EXTRACTED TEXT:
====

Dinner by Heston Blumenthal

27 January 2011 by
Dinner by Heston Blumenthal

For a chef so thoroughly modern, Heston Blumenthal is surprisingly obsessed with the past. Having taken the molecular gastronomy world by storm, his latest project, Dinner by Heston Blumenthal, is a nod to history. Kerstin Kühn reports

When a chef like Heston Blumenthal decides to open a new restaurant it's guaranteed to send the international foodie world into a frenzy. So it's funny to see the man himself bemused at the huge anticipation for Dinner by Heston Blumenthal, which finally opens at the Mandarin Oriental hotel in London's Knightsbridge on Monday.

"I knew there would be some interest, but I didn't expect it to be that much," he says. "I've never seen a newspaper basically advertise a restaurant, saying ‘the booking lines are now open for the most anticipated restaurant opening of the year'. I couldn't believe it. The thing is, when there's this much hype it's going to be hard to manage expectations."

Given his track record, one might be forgiven for brushing the slight note of self-doubt aside. Having said that, Dinner is the first restaurant launch by Blumenthal and his team since the Fat Duck opened in 1995 (not counting the pubs) so the element of nervousness is understandable.

"I nearly opened a Fat Duck in Tokyo with Mandarin Oriental about five years ago," he recalls. "For me, Tokyo is the most amazing food city in the world, so it was a massive ego massage. But I don't like to make rash decisions, and after I let the dust settle I realised that I would have to lose key people from the Duck [in Bray] to open Tokyo and so I had to say no. It's then that I decided that I would never open another Fat Duck anywhere else."

====

DIRECTIONS FOR THIS TASK: Output the whole article about Dinner by Heston Blumenthal again, word for word. The lines after this come from a different source.

RECORDED INFORMATION:
====

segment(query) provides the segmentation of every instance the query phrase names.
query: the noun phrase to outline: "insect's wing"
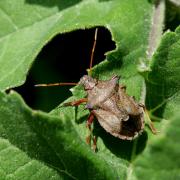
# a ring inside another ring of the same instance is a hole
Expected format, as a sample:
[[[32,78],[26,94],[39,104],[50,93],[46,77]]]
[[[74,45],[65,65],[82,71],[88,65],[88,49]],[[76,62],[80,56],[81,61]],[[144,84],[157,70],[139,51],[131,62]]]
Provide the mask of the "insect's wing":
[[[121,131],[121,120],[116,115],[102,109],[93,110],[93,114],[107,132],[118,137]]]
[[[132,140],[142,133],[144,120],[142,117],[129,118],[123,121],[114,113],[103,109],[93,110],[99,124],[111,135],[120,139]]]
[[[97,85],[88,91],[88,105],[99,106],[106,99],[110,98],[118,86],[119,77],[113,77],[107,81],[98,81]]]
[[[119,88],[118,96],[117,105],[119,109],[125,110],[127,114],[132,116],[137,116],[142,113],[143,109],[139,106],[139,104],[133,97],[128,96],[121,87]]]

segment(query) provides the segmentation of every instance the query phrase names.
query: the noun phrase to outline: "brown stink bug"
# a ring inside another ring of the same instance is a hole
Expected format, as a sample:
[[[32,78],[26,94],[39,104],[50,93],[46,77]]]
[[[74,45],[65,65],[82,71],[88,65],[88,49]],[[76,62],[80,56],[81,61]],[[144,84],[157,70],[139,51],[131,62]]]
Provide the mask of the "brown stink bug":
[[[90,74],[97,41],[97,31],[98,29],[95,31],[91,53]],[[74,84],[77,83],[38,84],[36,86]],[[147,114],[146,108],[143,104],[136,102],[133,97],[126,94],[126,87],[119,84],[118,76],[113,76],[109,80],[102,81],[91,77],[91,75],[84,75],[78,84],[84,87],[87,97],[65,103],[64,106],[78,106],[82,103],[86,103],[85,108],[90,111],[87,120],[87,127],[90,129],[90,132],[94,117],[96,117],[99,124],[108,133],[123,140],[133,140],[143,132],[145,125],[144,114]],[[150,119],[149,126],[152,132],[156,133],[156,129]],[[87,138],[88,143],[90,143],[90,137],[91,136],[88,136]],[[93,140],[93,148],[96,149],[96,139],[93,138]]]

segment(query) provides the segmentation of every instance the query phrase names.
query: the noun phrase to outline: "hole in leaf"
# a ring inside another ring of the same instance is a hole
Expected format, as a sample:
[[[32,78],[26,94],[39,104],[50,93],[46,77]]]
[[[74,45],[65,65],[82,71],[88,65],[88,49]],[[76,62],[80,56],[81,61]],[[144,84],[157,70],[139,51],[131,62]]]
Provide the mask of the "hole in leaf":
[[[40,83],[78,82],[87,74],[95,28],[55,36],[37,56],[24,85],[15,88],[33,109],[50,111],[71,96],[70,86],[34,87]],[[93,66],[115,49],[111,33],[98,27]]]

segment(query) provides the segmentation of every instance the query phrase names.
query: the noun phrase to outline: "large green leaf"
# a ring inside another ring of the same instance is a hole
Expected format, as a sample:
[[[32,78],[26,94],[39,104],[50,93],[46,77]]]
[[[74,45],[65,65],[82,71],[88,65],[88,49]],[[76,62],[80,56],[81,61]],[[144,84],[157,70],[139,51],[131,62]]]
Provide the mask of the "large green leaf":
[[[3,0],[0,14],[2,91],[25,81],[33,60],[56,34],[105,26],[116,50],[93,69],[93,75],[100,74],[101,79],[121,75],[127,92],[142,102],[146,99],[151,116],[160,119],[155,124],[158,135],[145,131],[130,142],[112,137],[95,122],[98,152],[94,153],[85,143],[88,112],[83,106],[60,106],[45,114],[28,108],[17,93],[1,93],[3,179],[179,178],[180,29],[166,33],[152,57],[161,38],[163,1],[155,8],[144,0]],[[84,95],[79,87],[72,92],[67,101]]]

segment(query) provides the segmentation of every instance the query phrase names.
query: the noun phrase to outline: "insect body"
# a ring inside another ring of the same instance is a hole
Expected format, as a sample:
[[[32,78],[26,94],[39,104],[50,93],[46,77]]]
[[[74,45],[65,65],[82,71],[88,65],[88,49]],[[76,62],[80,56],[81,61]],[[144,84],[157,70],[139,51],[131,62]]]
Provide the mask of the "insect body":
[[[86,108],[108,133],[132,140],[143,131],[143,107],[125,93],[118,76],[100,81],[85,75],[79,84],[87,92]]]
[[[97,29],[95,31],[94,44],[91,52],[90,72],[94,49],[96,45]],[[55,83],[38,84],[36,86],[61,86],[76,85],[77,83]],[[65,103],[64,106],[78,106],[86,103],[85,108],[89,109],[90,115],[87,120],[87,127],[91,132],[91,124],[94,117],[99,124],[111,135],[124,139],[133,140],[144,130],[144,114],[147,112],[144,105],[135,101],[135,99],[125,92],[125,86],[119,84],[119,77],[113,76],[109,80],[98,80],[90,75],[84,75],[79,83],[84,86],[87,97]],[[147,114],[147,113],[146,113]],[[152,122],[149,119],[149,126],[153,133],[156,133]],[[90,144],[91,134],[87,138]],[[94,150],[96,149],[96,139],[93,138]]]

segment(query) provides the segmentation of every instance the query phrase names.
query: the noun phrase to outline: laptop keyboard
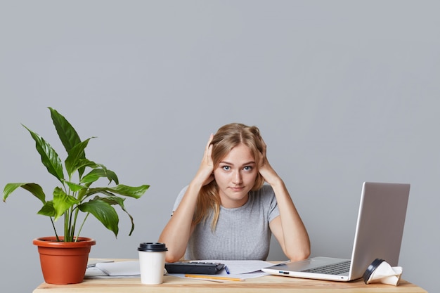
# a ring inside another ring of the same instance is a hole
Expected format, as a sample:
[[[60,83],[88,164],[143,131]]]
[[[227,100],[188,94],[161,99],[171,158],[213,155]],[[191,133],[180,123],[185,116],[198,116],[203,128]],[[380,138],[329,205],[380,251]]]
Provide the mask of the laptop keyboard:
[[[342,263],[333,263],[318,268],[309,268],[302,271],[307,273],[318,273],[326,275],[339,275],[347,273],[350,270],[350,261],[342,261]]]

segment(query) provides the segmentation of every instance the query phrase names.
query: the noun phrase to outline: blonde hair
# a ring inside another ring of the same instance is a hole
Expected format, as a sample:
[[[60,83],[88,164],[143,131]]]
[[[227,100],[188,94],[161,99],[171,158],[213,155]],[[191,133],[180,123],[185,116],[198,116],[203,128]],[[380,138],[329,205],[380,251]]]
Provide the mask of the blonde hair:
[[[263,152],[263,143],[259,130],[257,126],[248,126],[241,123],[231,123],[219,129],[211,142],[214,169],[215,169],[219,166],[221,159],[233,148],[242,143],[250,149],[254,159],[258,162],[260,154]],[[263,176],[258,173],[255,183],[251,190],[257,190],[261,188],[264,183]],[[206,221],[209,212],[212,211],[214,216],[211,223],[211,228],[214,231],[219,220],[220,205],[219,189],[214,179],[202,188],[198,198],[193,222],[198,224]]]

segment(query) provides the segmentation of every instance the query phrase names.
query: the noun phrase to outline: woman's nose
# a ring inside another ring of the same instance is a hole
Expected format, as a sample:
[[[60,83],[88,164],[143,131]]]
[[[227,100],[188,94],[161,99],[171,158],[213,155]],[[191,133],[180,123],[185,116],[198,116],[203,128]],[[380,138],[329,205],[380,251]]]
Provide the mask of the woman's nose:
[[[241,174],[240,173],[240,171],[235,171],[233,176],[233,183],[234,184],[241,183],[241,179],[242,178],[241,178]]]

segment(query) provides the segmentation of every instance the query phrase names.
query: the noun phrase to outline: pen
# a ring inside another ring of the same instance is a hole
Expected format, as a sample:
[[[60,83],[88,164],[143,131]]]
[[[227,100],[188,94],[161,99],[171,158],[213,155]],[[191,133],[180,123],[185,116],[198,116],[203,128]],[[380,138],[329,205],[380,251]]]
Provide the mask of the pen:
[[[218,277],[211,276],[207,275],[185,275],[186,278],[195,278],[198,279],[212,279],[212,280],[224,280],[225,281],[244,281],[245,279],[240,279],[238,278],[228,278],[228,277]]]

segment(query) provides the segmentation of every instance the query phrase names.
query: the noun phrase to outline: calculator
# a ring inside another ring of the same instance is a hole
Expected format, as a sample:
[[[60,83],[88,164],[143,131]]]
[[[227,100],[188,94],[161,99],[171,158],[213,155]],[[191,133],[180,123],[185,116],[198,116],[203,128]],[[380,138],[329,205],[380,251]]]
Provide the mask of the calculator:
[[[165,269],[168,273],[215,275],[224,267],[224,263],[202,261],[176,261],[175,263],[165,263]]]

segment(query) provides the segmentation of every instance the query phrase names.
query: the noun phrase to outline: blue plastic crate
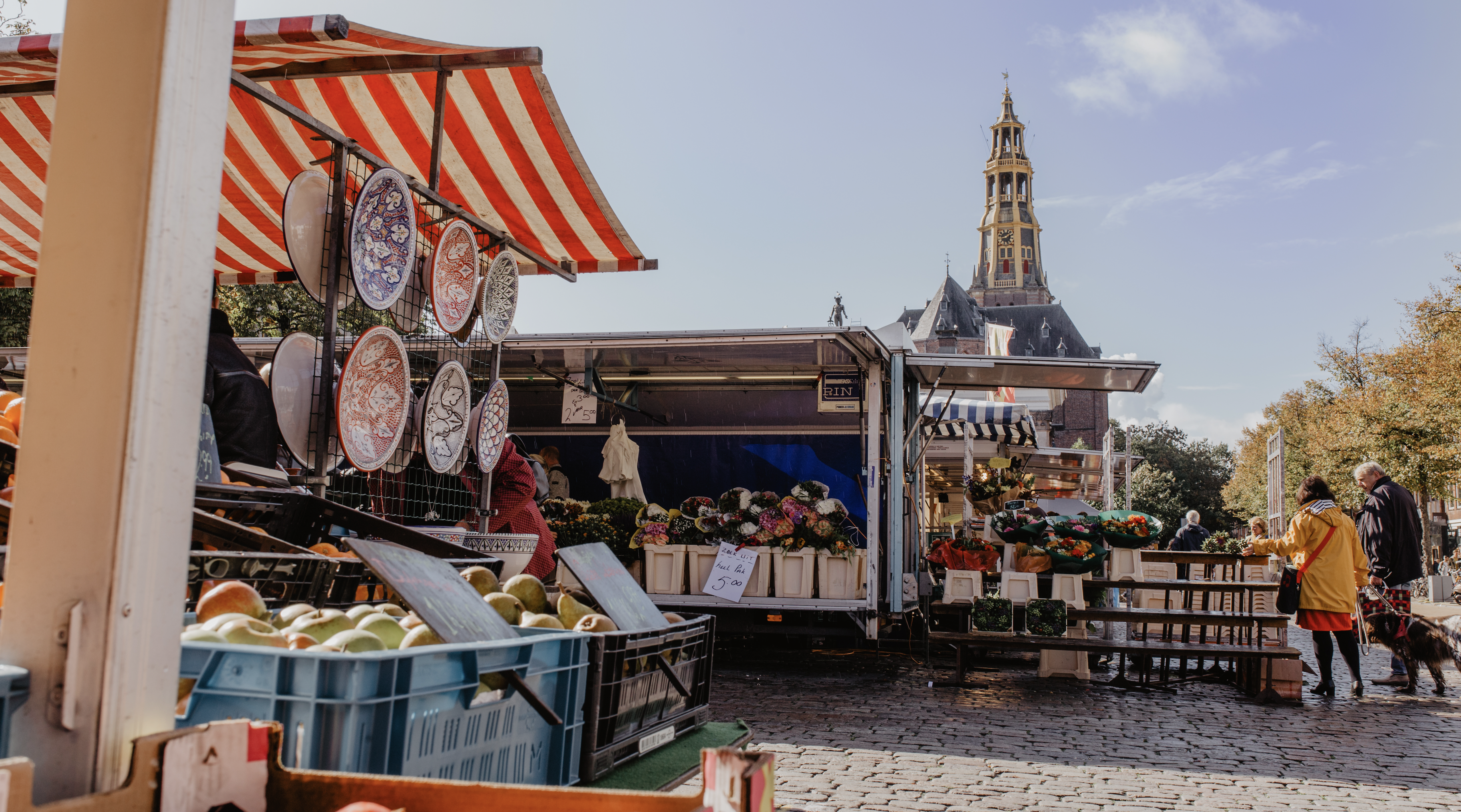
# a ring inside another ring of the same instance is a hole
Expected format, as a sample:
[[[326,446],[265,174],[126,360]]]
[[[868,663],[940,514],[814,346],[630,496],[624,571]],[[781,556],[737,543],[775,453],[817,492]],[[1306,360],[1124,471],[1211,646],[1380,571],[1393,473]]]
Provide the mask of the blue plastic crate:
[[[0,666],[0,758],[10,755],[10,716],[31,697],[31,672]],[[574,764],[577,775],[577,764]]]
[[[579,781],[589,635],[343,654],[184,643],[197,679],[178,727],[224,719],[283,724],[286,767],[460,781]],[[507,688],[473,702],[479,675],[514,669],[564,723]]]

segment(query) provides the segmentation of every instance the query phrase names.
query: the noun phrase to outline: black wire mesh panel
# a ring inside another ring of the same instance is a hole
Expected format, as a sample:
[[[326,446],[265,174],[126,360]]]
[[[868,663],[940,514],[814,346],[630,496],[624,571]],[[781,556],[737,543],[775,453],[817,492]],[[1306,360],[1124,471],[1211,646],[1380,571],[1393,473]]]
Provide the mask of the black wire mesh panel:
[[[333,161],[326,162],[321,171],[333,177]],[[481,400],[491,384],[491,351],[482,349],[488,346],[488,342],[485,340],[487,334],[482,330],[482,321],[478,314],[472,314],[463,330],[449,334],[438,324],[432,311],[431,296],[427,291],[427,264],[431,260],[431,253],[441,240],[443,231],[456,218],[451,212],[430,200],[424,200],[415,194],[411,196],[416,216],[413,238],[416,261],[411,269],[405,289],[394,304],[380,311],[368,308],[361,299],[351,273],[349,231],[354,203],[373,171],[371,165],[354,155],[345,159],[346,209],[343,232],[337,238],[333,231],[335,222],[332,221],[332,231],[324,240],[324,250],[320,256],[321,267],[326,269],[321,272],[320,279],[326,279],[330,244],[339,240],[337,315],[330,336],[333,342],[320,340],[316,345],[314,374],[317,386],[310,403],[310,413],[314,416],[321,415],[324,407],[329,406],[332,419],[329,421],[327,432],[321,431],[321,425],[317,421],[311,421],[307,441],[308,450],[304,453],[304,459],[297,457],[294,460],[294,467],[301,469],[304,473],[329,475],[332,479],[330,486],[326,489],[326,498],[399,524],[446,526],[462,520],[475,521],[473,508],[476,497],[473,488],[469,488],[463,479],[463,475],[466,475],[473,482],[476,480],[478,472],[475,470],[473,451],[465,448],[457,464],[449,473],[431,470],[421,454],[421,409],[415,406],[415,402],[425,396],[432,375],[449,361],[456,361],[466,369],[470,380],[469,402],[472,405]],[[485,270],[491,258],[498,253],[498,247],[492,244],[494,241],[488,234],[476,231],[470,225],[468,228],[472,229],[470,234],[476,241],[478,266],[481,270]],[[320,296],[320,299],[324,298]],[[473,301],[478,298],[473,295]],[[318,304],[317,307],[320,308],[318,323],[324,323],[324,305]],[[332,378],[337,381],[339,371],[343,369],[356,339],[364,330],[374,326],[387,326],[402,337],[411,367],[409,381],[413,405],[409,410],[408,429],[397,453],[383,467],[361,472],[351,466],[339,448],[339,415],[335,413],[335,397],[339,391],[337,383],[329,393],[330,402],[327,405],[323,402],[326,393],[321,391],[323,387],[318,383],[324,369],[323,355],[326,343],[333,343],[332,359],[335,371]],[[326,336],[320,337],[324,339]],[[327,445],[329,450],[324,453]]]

====

ANSWER TO THE EXERCISE:
Dinner by Heston Blumenthal

27 January 2011 by
Dinner by Heston Blumenthal

For a chef so thoroughly modern, Heston Blumenthal is surprisingly obsessed with the past. Having taken the molecular gastronomy world by storm, his latest project, Dinner by Heston Blumenthal, is a nod to history. Kerstin Kühn reports

When a chef like Heston Blumenthal decides to open a new restaurant it's guaranteed to send the international foodie world into a frenzy. So it's funny to see the man himself bemused at the huge anticipation for Dinner by Heston Blumenthal, which finally opens at the Mandarin Oriental hotel in London's Knightsbridge on Monday.

"I knew there would be some interest, but I didn't expect it to be that much," he says. "I've never seen a newspaper basically advertise a restaurant, saying ‘the booking lines are now open for the most anticipated restaurant opening of the year'. I couldn't believe it. The thing is, when there's this much hype it's going to be hard to manage expectations."

Given his track record, one might be forgiven for brushing the slight note of self-doubt aside. Having said that, Dinner is the first restaurant launch by Blumenthal and his team since the Fat Duck opened in 1995 (not counting the pubs) so the element of nervousness is understandable.

"I nearly opened a Fat Duck in Tokyo with Mandarin Oriental about five years ago," he recalls. "For me, Tokyo is the most amazing food city in the world, so it was a massive ego massage. But I don't like to make rash decisions, and after I let the dust settle I realised that I would have to lose key people from the Duck [in Bray] to open Tokyo and so I had to say no. It's then that I decided that I would never open another Fat Duck anywhere else."